(Dataset entries)
++++++

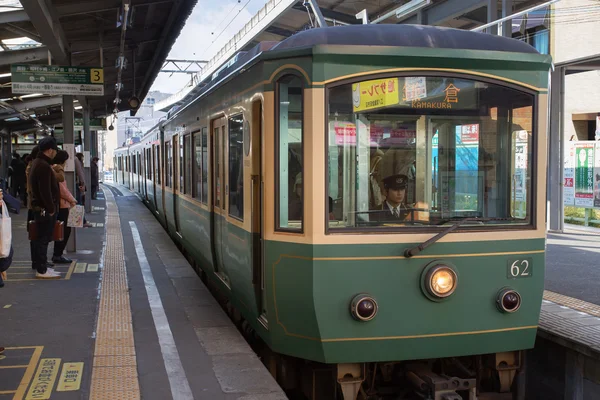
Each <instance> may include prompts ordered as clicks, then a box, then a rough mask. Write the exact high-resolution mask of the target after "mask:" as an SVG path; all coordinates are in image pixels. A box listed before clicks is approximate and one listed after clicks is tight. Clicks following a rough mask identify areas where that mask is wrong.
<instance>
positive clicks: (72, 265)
mask: <svg viewBox="0 0 600 400" xmlns="http://www.w3.org/2000/svg"><path fill="white" fill-rule="evenodd" d="M76 263H77V260H73V262H72V263H71V266H70V267H69V272H67V276H65V280H68V279H71V275H73V270H74V269H75V264H76Z"/></svg>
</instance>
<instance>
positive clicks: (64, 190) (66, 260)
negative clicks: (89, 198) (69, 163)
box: [52, 150, 77, 264]
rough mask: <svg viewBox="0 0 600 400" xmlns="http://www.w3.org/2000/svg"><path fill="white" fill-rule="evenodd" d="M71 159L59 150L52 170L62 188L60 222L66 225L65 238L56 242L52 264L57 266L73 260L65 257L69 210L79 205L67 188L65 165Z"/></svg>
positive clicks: (60, 204) (61, 151)
mask: <svg viewBox="0 0 600 400" xmlns="http://www.w3.org/2000/svg"><path fill="white" fill-rule="evenodd" d="M68 159H69V153H67V152H66V151H64V150H59V151H58V153H56V156H55V157H54V160H53V161H52V164H53V166H52V169H53V170H54V174H55V175H56V180H57V181H58V186H59V188H60V208H59V210H58V220H59V221H62V222H63V223H64V224H63V226H64V238H63V240H61V241H60V242H54V253H53V254H54V255H53V256H52V262H53V263H56V264H70V263H71V262H72V260H70V259H68V258H66V257H65V256H63V252H64V251H65V247H67V241H68V240H69V236H70V235H71V228H70V227H68V226H67V221H68V219H69V209H70V208H72V207H74V206H75V205H77V200H75V197H73V195H72V194H71V192H70V191H69V188H68V187H67V181H66V180H65V164H66V162H67V160H68Z"/></svg>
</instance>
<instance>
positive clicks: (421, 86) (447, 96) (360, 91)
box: [352, 76, 480, 112]
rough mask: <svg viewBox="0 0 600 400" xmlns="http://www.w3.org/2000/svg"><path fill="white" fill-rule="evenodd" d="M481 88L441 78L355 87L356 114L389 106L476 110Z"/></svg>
mask: <svg viewBox="0 0 600 400" xmlns="http://www.w3.org/2000/svg"><path fill="white" fill-rule="evenodd" d="M479 89H480V87H478V86H477V83H476V82H475V81H470V80H466V79H447V78H442V77H410V76H409V77H399V78H384V79H375V80H369V81H363V82H357V83H353V84H352V108H353V111H354V112H361V111H367V110H371V111H374V110H378V109H382V108H387V107H394V106H397V107H403V108H406V107H408V108H413V109H430V110H431V109H434V110H453V109H457V110H475V109H477V103H478V101H477V93H478V90H479Z"/></svg>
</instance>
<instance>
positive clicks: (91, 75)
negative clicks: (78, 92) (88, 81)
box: [90, 68, 104, 83]
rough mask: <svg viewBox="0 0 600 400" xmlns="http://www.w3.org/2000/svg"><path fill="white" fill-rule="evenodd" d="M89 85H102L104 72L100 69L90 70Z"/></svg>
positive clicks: (102, 82)
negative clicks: (95, 83)
mask: <svg viewBox="0 0 600 400" xmlns="http://www.w3.org/2000/svg"><path fill="white" fill-rule="evenodd" d="M90 82H91V83H104V70H103V69H101V68H92V69H90Z"/></svg>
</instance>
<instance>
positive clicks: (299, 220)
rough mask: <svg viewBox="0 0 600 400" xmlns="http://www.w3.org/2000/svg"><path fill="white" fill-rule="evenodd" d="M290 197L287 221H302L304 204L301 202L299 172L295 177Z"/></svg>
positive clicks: (300, 175) (301, 187) (301, 201)
mask: <svg viewBox="0 0 600 400" xmlns="http://www.w3.org/2000/svg"><path fill="white" fill-rule="evenodd" d="M290 197H291V198H290V200H289V208H288V219H289V220H290V221H302V215H303V214H304V202H303V201H302V200H303V199H302V172H299V173H298V174H297V175H296V178H295V180H294V187H293V191H292V194H291V195H290Z"/></svg>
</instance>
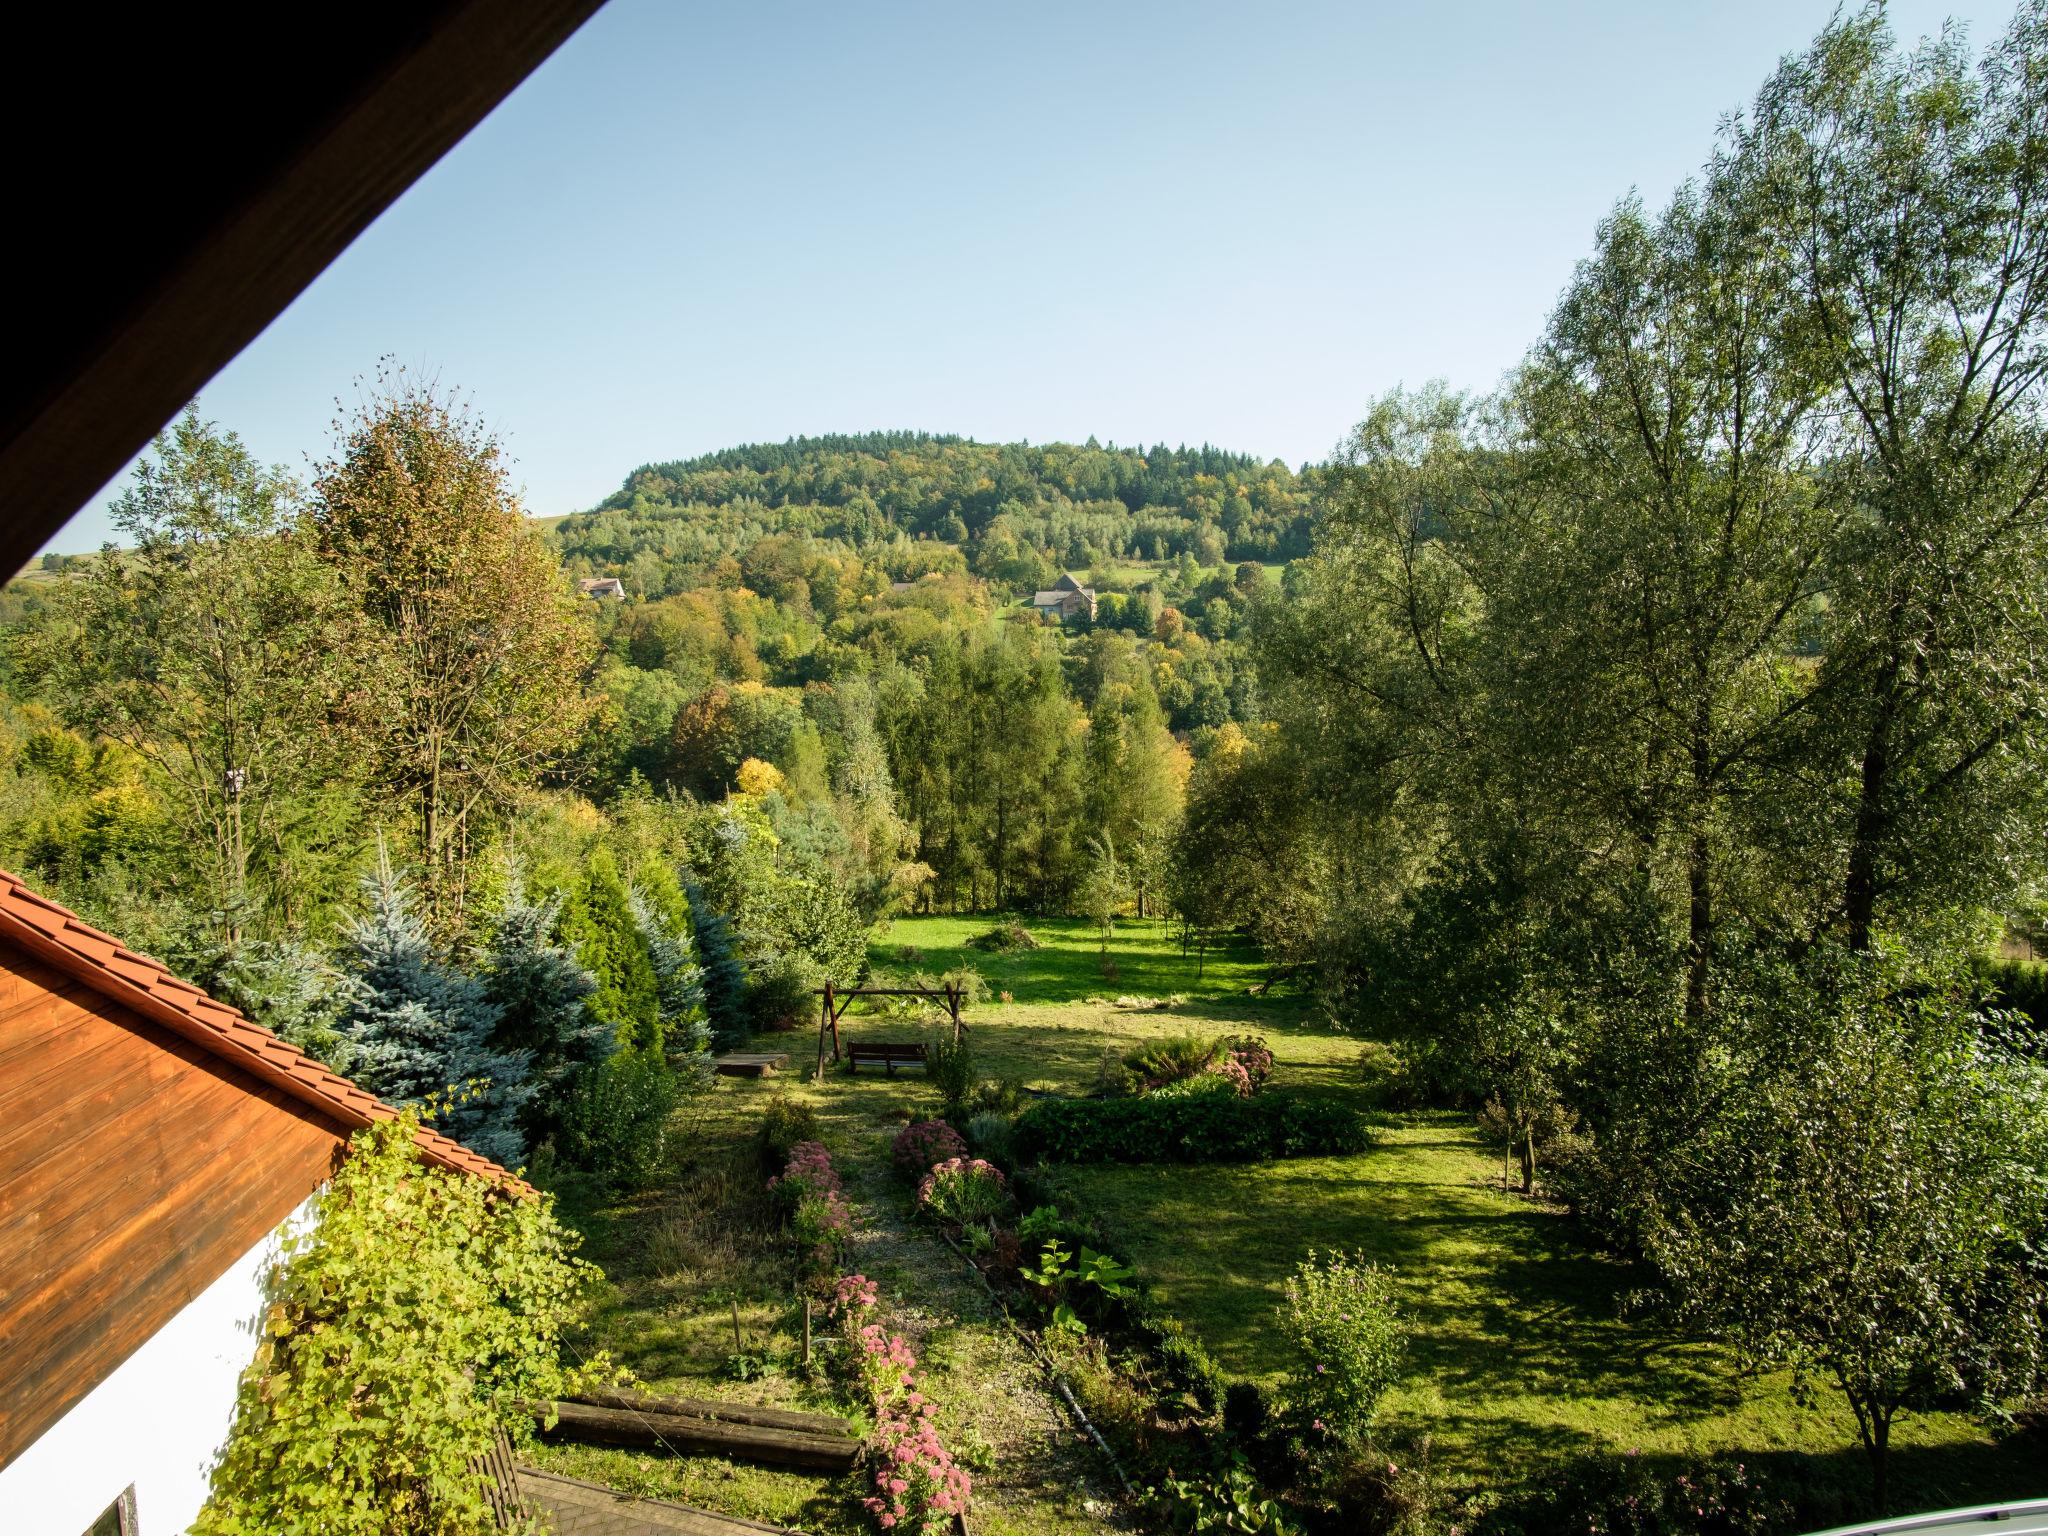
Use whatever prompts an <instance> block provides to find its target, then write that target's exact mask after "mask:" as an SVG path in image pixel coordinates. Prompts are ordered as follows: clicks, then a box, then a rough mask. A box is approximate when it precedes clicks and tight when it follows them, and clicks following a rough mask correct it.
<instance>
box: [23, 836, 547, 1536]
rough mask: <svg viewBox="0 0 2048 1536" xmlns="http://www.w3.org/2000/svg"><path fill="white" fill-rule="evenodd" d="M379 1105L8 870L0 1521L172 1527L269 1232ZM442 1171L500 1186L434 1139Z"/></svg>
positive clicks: (227, 1364) (433, 1143) (500, 1172)
mask: <svg viewBox="0 0 2048 1536" xmlns="http://www.w3.org/2000/svg"><path fill="white" fill-rule="evenodd" d="M391 1114H395V1110H391V1106H387V1104H381V1102H379V1100H377V1098H373V1096H371V1094H365V1092H362V1090H360V1087H356V1085H354V1083H350V1081H348V1079H346V1077H338V1075H336V1073H332V1071H328V1069H326V1067H322V1065H319V1063H317V1061H313V1059H311V1057H307V1055H303V1053H301V1051H297V1049H295V1047H291V1044H287V1042H285V1040H279V1038H276V1036H274V1034H270V1032H268V1030H264V1028H260V1026H256V1024H252V1022H250V1020H246V1018H242V1014H238V1012H236V1010H231V1008H225V1006H223V1004H217V1001H213V999H211V997H207V995H205V993H203V991H199V989H197V987H190V985H186V983H182V981H178V979H176V977H172V975H168V973H166V971H164V969H162V967H160V965H158V963H156V961H150V958H145V956H141V954H135V952H131V950H127V948H123V946H121V944H119V940H115V938H109V936H106V934H100V932H96V930H92V928H88V926H86V924H82V922H80V920H78V918H74V915H72V913H70V911H66V909H63V907H57V905H53V903H49V901H45V899H43V897H39V895H35V893H33V891H29V889H27V887H25V885H23V883H20V881H18V879H14V877H12V874H6V872H4V870H0V1532H4V1536H86V1534H88V1532H90V1536H102V1534H104V1536H135V1534H137V1532H141V1534H143V1536H176V1532H182V1530H184V1528H186V1526H188V1524H190V1522H193V1518H195V1516H197V1513H199V1507H201V1503H205V1493H207V1470H209V1464H211V1460H213V1456H215V1452H217V1450H219V1446H221V1442H223V1440H225V1436H227V1423H229V1417H231V1413H233V1401H236V1386H238V1380H240V1376H242V1370H244V1366H248V1362H250V1360H252V1358H254V1354H256V1337H254V1325H256V1319H258V1311H260V1282H262V1272H264V1268H266V1260H268V1255H270V1253H272V1249H274V1239H276V1235H279V1231H281V1227H285V1225H289V1223H291V1219H293V1217H295V1212H301V1210H303V1208H305V1202H307V1198H309V1196H311V1194H313V1192H315V1190H317V1188H319V1186H322V1184H324V1182H326V1180H328V1174H330V1171H332V1169H334V1163H336V1157H338V1155H340V1153H342V1149H344V1145H346V1141H348V1135H350V1133H352V1130H358V1128H360V1126H365V1124H371V1122H373V1120H383V1118H389V1116H391ZM420 1153H422V1155H424V1157H426V1159H428V1161H434V1163H438V1165H442V1167H453V1169H459V1171H467V1174H477V1176H481V1178H492V1180H512V1176H510V1174H506V1171H504V1169H502V1167H498V1163H492V1161H489V1159H485V1157H477V1155H475V1153H471V1151H469V1149H465V1147H461V1145H457V1143H453V1141H449V1139H446V1137H440V1135H434V1133H430V1130H422V1133H420Z"/></svg>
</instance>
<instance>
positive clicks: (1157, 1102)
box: [1016, 1094, 1372, 1163]
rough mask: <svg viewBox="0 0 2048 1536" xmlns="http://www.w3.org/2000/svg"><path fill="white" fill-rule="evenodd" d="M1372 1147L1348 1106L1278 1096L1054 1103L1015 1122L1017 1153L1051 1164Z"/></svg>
mask: <svg viewBox="0 0 2048 1536" xmlns="http://www.w3.org/2000/svg"><path fill="white" fill-rule="evenodd" d="M1370 1145H1372V1137H1370V1133H1368V1130H1366V1122H1364V1120H1362V1118H1360V1116H1358V1112H1356V1110H1352V1108H1350V1106H1346V1104H1337V1102H1333V1100H1313V1098H1284V1096H1280V1094H1268V1096H1262V1098H1235V1096H1231V1094H1202V1096H1198V1098H1159V1096H1147V1098H1110V1100H1055V1102H1047V1104H1034V1106H1032V1108H1028V1110H1026V1112H1024V1114H1022V1116H1018V1122H1016V1149H1018V1155H1020V1157H1036V1159H1040V1161H1049V1163H1257V1161H1268V1159H1274V1157H1329V1155H1339V1153H1356V1151H1364V1149H1366V1147H1370Z"/></svg>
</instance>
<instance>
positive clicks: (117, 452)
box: [0, 0, 602, 575]
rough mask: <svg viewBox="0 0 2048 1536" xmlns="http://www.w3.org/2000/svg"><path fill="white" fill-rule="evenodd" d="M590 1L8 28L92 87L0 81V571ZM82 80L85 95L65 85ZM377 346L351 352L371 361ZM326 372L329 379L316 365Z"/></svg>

++++++

# Exercise aim
If a line comes after the line with "box: [352, 76, 480, 112]", it stays out; print exactly every line from the start of the entries up to and including that line, but no pictures.

# Response to the task
Each <instance> may include prompts ordered as clicks, then a box, then a rough mask. Write the exact high-resolution mask of the target after "mask:" as an SVG path; all coordinates are in image pixels. A box listed before clicks is approximate and one listed after clicks is tight. Clicks following a rough mask identify areas where that mask is wrong.
<instance>
positive clicks: (72, 265)
mask: <svg viewBox="0 0 600 400" xmlns="http://www.w3.org/2000/svg"><path fill="white" fill-rule="evenodd" d="M76 263H77V260H73V262H72V263H71V266H70V267H69V272H67V276H65V280H68V279H71V275H73V270H74V269H75V264H76Z"/></svg>
</instance>
<instance>
positive clicks: (64, 190) (66, 260)
negative clicks: (89, 198) (69, 163)
box: [52, 150, 77, 264]
rough mask: <svg viewBox="0 0 600 400" xmlns="http://www.w3.org/2000/svg"><path fill="white" fill-rule="evenodd" d="M71 159L59 150L52 170L62 188L60 222L66 225L65 238L56 242L52 264L57 266L73 260L65 257L69 210L79 205L67 188L65 165Z"/></svg>
positive clicks: (60, 204) (61, 151)
mask: <svg viewBox="0 0 600 400" xmlns="http://www.w3.org/2000/svg"><path fill="white" fill-rule="evenodd" d="M68 159H69V153H67V152H66V151H64V150H59V151H58V153H56V156H55V157H54V160H53V161H52V164H53V166H52V169H53V170H54V174H55V175H56V180H57V181H58V186H59V188H60V208H59V210H58V220H59V221H62V222H63V223H64V224H63V226H64V238H63V240H61V241H60V242H54V253H53V254H54V255H53V256H52V262H53V263H56V264H70V263H71V262H72V260H70V259H68V258H66V257H65V256H63V252H64V251H65V247H67V241H68V240H69V236H70V235H71V228H70V227H68V226H67V221H68V219H69V209H70V208H72V207H74V206H75V205H77V200H75V197H73V195H72V194H71V192H70V191H69V188H68V187H67V181H66V180H65V164H66V162H67V160H68Z"/></svg>
</instance>
<instance>
positive clicks: (421, 86) (447, 96) (360, 91)
box: [352, 76, 480, 112]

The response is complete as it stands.